Your instructions:
Read the listing below and copy out each line where the word "overcast" occurs.

Extracted material:

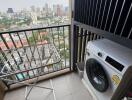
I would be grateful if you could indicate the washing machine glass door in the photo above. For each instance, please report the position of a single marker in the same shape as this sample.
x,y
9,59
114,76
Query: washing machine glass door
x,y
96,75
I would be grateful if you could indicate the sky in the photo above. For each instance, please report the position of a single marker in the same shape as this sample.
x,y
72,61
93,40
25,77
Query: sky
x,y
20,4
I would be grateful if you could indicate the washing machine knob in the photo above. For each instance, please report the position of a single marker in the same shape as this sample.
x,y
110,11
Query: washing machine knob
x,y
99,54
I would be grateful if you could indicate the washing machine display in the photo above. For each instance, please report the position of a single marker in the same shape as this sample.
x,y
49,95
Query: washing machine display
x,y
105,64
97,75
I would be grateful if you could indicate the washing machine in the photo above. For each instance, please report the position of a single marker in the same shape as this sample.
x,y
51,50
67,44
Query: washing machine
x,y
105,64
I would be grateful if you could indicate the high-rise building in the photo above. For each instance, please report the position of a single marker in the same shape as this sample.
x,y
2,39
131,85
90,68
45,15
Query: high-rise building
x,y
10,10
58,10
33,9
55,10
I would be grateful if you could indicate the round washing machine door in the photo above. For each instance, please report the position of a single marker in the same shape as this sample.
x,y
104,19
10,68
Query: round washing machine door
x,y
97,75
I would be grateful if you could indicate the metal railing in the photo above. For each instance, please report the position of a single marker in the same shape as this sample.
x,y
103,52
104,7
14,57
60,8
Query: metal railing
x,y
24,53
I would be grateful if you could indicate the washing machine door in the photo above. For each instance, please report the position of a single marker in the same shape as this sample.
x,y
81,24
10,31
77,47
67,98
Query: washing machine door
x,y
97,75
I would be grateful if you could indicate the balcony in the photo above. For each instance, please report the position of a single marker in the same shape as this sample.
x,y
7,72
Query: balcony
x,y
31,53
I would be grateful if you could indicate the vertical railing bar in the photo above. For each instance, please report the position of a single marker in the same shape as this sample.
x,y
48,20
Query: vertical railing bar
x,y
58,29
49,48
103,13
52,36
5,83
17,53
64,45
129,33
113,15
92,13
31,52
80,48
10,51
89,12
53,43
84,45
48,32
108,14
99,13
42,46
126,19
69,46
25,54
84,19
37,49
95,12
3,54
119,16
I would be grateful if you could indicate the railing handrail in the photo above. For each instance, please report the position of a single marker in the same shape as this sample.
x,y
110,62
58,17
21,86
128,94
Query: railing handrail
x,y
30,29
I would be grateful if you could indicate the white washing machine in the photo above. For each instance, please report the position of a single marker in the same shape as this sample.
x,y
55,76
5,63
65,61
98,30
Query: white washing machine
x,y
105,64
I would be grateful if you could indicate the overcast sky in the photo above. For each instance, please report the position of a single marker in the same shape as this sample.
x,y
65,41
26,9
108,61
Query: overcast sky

Your response:
I would be grateful if you could indicate the overcast sky in the photo above. For each instance, please report the position of a single marker in the same shape as this sample.
Query: overcast sky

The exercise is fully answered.